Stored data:
* * * *
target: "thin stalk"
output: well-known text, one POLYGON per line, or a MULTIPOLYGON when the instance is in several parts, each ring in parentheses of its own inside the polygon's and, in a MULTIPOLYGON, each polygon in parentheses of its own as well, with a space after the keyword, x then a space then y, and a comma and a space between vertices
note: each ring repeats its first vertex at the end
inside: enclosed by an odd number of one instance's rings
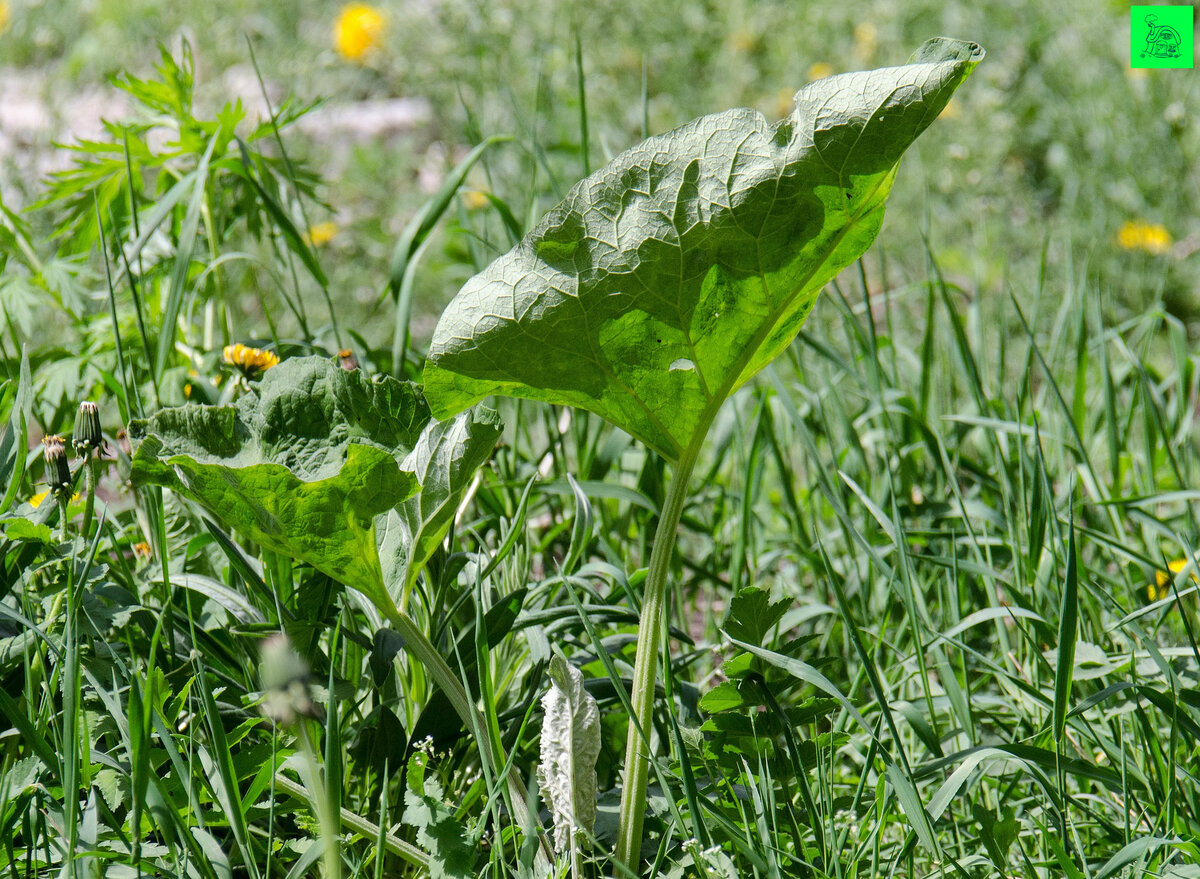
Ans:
* * * *
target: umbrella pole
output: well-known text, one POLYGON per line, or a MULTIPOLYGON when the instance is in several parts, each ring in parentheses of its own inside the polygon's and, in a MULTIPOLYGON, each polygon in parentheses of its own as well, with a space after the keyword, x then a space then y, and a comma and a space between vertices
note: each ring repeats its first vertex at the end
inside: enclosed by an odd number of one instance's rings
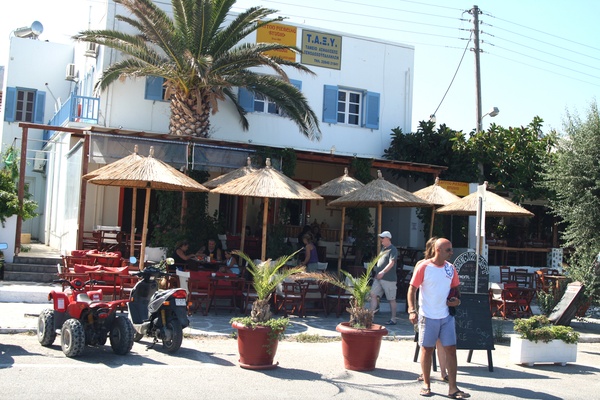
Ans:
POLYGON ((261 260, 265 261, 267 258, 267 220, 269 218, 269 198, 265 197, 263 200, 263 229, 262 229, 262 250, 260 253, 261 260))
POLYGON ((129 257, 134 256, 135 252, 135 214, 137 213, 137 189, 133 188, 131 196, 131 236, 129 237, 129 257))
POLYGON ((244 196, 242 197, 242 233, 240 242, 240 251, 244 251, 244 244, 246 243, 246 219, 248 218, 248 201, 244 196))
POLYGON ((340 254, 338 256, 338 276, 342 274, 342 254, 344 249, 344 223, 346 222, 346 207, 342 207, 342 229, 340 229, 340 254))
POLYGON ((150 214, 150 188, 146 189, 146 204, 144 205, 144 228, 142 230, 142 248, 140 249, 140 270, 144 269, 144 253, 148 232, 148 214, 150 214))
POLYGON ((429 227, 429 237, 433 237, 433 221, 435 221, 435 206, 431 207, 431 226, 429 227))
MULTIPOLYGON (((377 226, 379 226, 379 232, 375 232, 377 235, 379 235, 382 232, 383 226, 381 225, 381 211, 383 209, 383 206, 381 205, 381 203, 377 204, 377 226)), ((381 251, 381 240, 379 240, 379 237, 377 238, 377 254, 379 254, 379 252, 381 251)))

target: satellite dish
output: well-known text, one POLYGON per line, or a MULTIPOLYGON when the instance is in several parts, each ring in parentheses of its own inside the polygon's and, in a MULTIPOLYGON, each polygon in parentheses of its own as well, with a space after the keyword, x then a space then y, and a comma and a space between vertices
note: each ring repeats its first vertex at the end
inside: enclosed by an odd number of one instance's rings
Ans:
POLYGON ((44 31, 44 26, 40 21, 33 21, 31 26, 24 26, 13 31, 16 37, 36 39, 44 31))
* * * *
WHAT NEEDS TO BE DONE — Find each line in the data above with the word "target", then copy it.

EXPECTED OUTPUT —
target: "thin stalk"
target: umbrella pole
target: satellite dish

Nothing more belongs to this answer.